Shape boundary entries
————————

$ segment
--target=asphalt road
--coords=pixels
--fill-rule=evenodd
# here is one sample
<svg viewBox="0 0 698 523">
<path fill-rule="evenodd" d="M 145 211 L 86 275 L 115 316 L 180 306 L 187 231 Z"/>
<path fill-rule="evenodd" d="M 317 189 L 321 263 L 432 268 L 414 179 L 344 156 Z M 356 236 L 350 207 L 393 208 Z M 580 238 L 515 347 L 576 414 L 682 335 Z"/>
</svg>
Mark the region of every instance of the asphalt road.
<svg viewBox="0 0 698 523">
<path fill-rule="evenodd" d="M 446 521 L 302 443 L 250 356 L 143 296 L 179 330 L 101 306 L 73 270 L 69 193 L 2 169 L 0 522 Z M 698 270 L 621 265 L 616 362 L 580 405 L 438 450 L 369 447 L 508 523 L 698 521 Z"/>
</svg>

————————

• _Goal of the exercise_:
Can you arrange every line of the rows above as a Markdown table with the columns "No." and "Line", numbering each line and leaving out blank lines?

• _Written response_:
| No. | Line |
|---|---|
| 1 | $ segment |
| 2 | --target=asphalt road |
| 3 | --coords=pixels |
| 4 | --fill-rule=evenodd |
| 5 | # here is one sample |
| 6 | <svg viewBox="0 0 698 523"> |
| 7 | <path fill-rule="evenodd" d="M 145 211 L 86 275 L 115 316 L 180 306 L 187 231 Z"/> |
| 8 | <path fill-rule="evenodd" d="M 317 189 L 321 263 L 432 268 L 414 179 L 344 156 Z M 356 236 L 350 207 L 393 208 Z M 580 238 L 515 347 L 576 414 L 682 335 Z"/> |
| 9 | </svg> |
| 10 | Mark the region of every instance of the asphalt road. |
| 11 | <svg viewBox="0 0 698 523"> |
| 12 | <path fill-rule="evenodd" d="M 446 521 L 302 443 L 250 356 L 143 296 L 179 330 L 101 306 L 73 270 L 69 193 L 2 169 L 0 522 Z M 698 270 L 621 265 L 616 362 L 580 405 L 438 450 L 369 447 L 508 523 L 698 521 Z"/> |
| 13 | </svg> |